What you should do ▸ The records below must be reproduced exactly. Strip out the pictures.
★ ★ ★ ★
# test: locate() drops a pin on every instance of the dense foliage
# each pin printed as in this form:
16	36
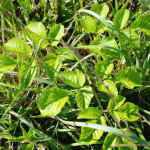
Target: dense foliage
75	74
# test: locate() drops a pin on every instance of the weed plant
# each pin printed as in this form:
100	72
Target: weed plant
75	74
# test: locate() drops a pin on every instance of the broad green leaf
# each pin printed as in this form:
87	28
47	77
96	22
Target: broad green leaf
116	102
90	113
84	97
121	19
112	140
26	146
108	87
109	41
24	3
27	73
128	112
75	79
52	65
132	36
56	33
36	31
142	23
6	64
90	135
19	46
129	78
52	101
88	24
65	53
101	10
103	69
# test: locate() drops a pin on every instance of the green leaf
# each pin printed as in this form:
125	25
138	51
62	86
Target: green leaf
★ ★ ★ ★
Result below ▸
# test: locate() drops a pin on every instance of the dense foliage
# each pin printed as in this form:
16	36
Target: dense foliage
75	74
# test: locate() drops a pin on every instance of the weed plant
# each pin printed as in this form:
100	72
Target: weed plant
75	74
# test: locate() drops a pin on every instance of the broad green leaf
# each pin printed as in this form:
87	28
47	77
96	22
Target: broad green leaf
116	102
90	113
84	97
121	19
112	140
26	146
108	87
109	41
24	3
27	73
128	112
75	79
52	65
132	36
56	33
36	31
142	23
6	64
90	135
19	46
129	78
52	101
88	24
65	53
101	10
103	69
# test: locate() drops a pin on every instance of the green leaf
# each pin printed as in this form:
125	25
138	51
62	86
Target: green leaf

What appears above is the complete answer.